* BEGIN *

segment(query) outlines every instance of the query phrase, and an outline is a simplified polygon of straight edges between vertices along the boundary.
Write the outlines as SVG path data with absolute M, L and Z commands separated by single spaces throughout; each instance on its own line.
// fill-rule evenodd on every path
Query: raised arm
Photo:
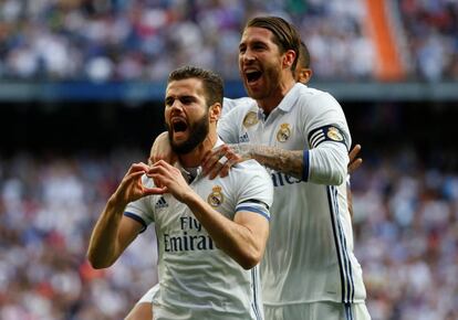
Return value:
M 240 210 L 233 221 L 227 218 L 194 192 L 177 168 L 164 160 L 152 167 L 148 177 L 189 206 L 216 245 L 243 268 L 250 269 L 261 260 L 269 235 L 269 222 L 264 216 Z
M 343 143 L 325 142 L 308 151 L 237 143 L 209 152 L 204 159 L 204 173 L 209 174 L 210 179 L 218 174 L 225 177 L 231 166 L 248 159 L 303 181 L 333 185 L 344 181 L 348 162 Z
M 142 230 L 142 224 L 123 213 L 127 203 L 156 191 L 142 184 L 142 175 L 147 170 L 145 163 L 133 164 L 102 211 L 87 249 L 87 258 L 94 268 L 113 265 Z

* END *

REQUIRED WORK: Copy all of the items above character for character, but omit the pictures.

COMPLETED EXERCISE:
segment(query) outlines every instance of the query phrase, and an outline is a simplified polygon of straight edges between vertices along the boundary.
Write the outlines as SVG path data with absolute M, L and Z commands separated by single spaces throughout; each instance on its own line.
// fill-rule evenodd on every path
Query: raised arm
Photo:
Return value:
M 240 210 L 233 221 L 227 218 L 194 192 L 177 168 L 164 160 L 152 167 L 148 177 L 189 206 L 216 245 L 243 268 L 250 269 L 261 260 L 269 235 L 269 222 L 264 216 Z
M 343 143 L 325 142 L 308 151 L 237 143 L 209 152 L 204 159 L 204 173 L 209 174 L 210 179 L 218 174 L 225 177 L 231 166 L 248 159 L 303 181 L 333 185 L 344 181 L 348 162 Z
M 142 230 L 142 224 L 123 213 L 127 203 L 156 191 L 142 184 L 142 175 L 147 170 L 145 163 L 133 164 L 102 211 L 87 249 L 87 258 L 94 268 L 113 265 Z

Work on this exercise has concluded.